Premiato come miglior regia all’ultima Berlinale, il nuovo film del regista texano è una storia ironica e poetica, in bilico tra ragione e sentimento. Un bieco dittatore giapponese, fedele ai gatti e ostile al miglior amico dell’uomo, confina tutti i cani della sua città, con la scusa che propagano una malattia incurabile, in un lager in mezzo al mare. Sarà il figlio adottivo a soccorrerli, per salvare il suo Spots
In un futuro non troppo lontano, nella fittizia città giapponese di Megasaki, il malefico sindaco Kobayashi (gattofilo convinto) odia i cani e decide di farli sparire per sempre. Prima li rende invisi alla popolazione, diffondendo una grave malattia priva di antidoto, poi confina tutti i superstiti su un’isola artificiale formata da cumuli di spazzatura. Ma proprio il figlio adottivo del sindaco, il dodicenne Atari, decide che l’amicizia fra uomini e quadrupedi non può finire così. E sulle tracce del suo cagnolino, Spots, atterra sull’isola scombussolando i piani di chi pensava di aver definitivamente risolto il problema. Insieme a un gruppo di eroi a quattro zampe – tutti un po’ malconci, ma invariabilmente dotati di cuore e cervello, oltre che di una profonda malinconica saggezza – Atari si farà protagonista di una vera e propria pacifica rivoluzione.
I detrattori sostengono che Wes Anderson non fa che ripetere sé stesso, i più benevoli ammettono che con uno stile come il suo, così straordinariamente unico e riconoscibile, è praticamente impossibile fare altrimenti. Ma in realtà il regista texano, che grazie a questo L’isola dei cani si è portato a casa comunque il premio alla miglior regia nell’ultima Berlinale, non si ripete affetto, se non nella misura in cui ogni autore insegue costantemente le proprie ossessioni, per tutta la vita, film dopo film, e non può che essere così. L’autore dei Tenenbaum e di Moonrise Kingdom all’apparenza realizza pellicole che si somigliano molto, ma in realtà risultano poi sempre parecchio diverse, perché rispetto alle sue ispirazioni divaga ogni volta in modo differente, offrendo ogni volta al pubblico che lo ama un sorriso o un’emozione in più, un momento che da solo vale la visione dell’intero film.

## Cosa si chiede:
1 > Nella recensione de L'isola dei cani, come si chiama il cagnolino di Atari?
2 > Traduci in inglese questa frase della recensione de L'isola dei cani: "Ma proprio il figlio adottivo del sindaco, il dodicenne Atari, decide che l’amicizia fra uomini e quadrupedi non può finire così."
3 > Prosegui la recensione de L'isola dei cani dopo la sua ultima frase.

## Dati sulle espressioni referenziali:
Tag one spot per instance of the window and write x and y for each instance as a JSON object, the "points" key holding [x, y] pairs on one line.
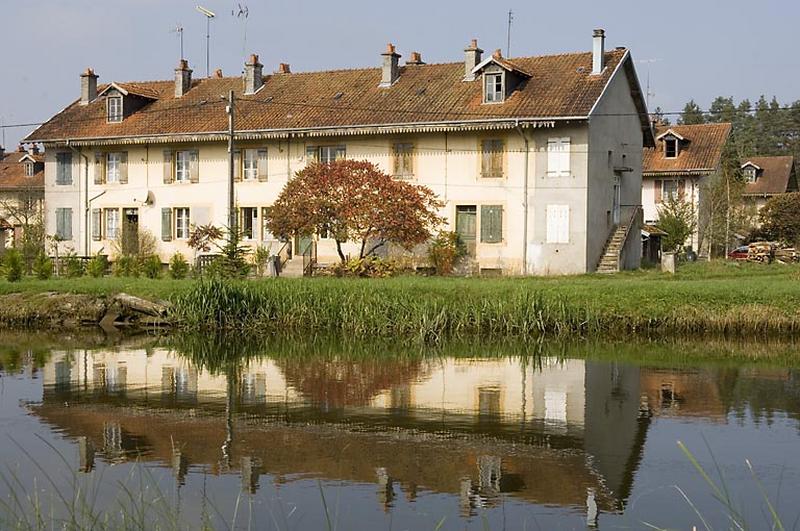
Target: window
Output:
{"points": [[557, 224], [250, 164], [670, 147], [64, 223], [182, 223], [113, 165], [493, 88], [63, 168], [670, 190], [266, 235], [492, 157], [112, 223], [491, 223], [182, 166], [403, 160], [249, 222], [114, 108], [558, 155]]}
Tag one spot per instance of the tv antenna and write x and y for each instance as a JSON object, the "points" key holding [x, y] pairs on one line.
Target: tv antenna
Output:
{"points": [[648, 93], [179, 30], [209, 15], [241, 13], [508, 33]]}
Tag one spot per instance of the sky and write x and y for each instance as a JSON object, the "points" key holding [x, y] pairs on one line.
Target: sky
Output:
{"points": [[688, 49]]}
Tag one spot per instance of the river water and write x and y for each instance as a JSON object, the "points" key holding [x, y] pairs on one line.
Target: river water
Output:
{"points": [[316, 434]]}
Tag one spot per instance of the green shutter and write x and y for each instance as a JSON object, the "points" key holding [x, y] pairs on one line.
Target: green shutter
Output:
{"points": [[491, 223], [262, 165], [97, 217], [166, 224], [123, 167]]}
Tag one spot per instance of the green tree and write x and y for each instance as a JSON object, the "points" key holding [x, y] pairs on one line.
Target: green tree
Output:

## Risultati per compito:
1 > Spots.

2 > But it is the mayor's own adopted son, twelve-year-old Atari, who decides that the friendship between humans and four-legged animals cannot end like this.

3 >
In questo caso un momento solo è difficile da individuare. Perché sono tante le sequenze magiche, emozionanti, francamente commoventi, in questa storia di ribellione, amicizia e coraggio, perennemente in bilico fra ragione e sentimento, ironia e poesia. Un inno alla tolleranza sotto forma di una favola gentile ma mai banale, colma com’è di dettagli sorprendenti e bizzarrie affascinanti. Uno strano oggetto eccentrico e cangiante, che sembra procedere in modo lineare ma si rivela capace di continue giravolte e singolari soprassalti, fino ad apparire come un magnifico agglomerato di realtà e fantasia, stratificato, labirintico, decisamente tridimensionale.
Il tutto girato con la faticosissima e meravigliosa tecnica della stop motion (costruendo pupazzi incredibilmente espressivi e facendoli muovere 24 volte al secondo) e avendo a disposizione una lista di voci lunghissima e a dir poco strabiliante (Bryan Cranston, Jeff Goldblum e Scarlett Johansson nei ruoli principali, in parti più piccole Bill Murray, Harvey Keitel, Frances McDormand, Greta Gerwig, Edward Norton e Liev Schreiber). Con un’avvertenza: solo i cani parlano in inglese (in italiano, nel nostro doppiaggio), e sono quindi comprensibili allo spettatore. I protagonisti umani, tranne poche eccezioni, parlano solo giapponese, venendo giustamente condannati (dal regista) all’incomunicabilità.